Rows of box annotation data:
--- Start ---
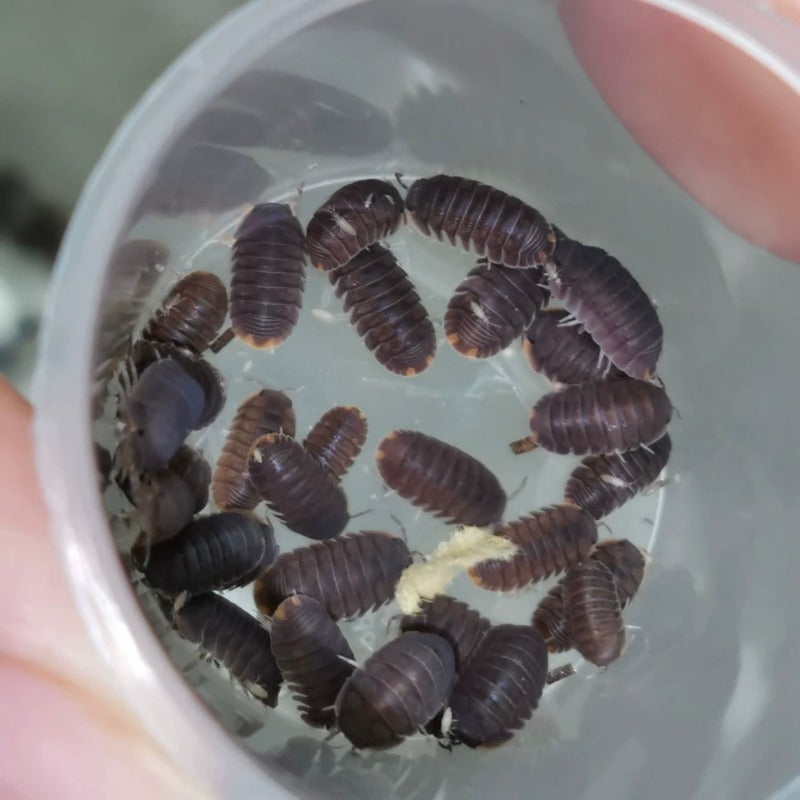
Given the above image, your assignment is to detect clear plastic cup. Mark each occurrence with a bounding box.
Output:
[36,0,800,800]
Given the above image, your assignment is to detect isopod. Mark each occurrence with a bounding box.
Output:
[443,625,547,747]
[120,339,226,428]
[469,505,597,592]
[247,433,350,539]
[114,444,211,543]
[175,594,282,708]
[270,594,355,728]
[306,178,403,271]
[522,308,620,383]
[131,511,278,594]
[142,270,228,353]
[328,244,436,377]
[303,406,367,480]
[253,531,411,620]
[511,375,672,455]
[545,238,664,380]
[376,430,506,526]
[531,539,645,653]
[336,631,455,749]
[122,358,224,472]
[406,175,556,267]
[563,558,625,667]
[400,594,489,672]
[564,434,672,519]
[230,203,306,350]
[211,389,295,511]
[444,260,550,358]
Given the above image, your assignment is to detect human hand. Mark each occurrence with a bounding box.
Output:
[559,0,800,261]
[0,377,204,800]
--- End ---
- TASK TO COMPLETE -
Reproduce the rows above word for word, leaving out the picture.

- RESPONSE TO THE EXERCISE -
Given the above image, your assignment is to detect clear plastic cup. Mark each occurrence with a bounding box.
Output:
[36,0,800,800]
Given the above image, your assignment is to detect isopod. Mark each occurrence with a bounding box.
Output:
[443,625,547,747]
[120,339,226,428]
[469,505,597,592]
[247,433,350,539]
[114,444,211,543]
[175,594,282,708]
[270,594,355,728]
[306,178,403,271]
[522,308,620,383]
[131,511,278,594]
[142,270,228,353]
[328,244,436,377]
[303,406,367,480]
[253,531,411,620]
[511,375,672,455]
[545,238,664,380]
[376,430,506,526]
[531,539,645,653]
[336,631,455,749]
[122,358,224,472]
[406,175,556,267]
[563,558,625,667]
[400,594,489,672]
[564,434,672,519]
[230,203,306,350]
[211,389,295,511]
[444,260,550,358]
Given the above image, your assignment is to detect human hand. Mark each occurrence with a bounding box.
Output:
[559,0,800,261]
[0,377,204,800]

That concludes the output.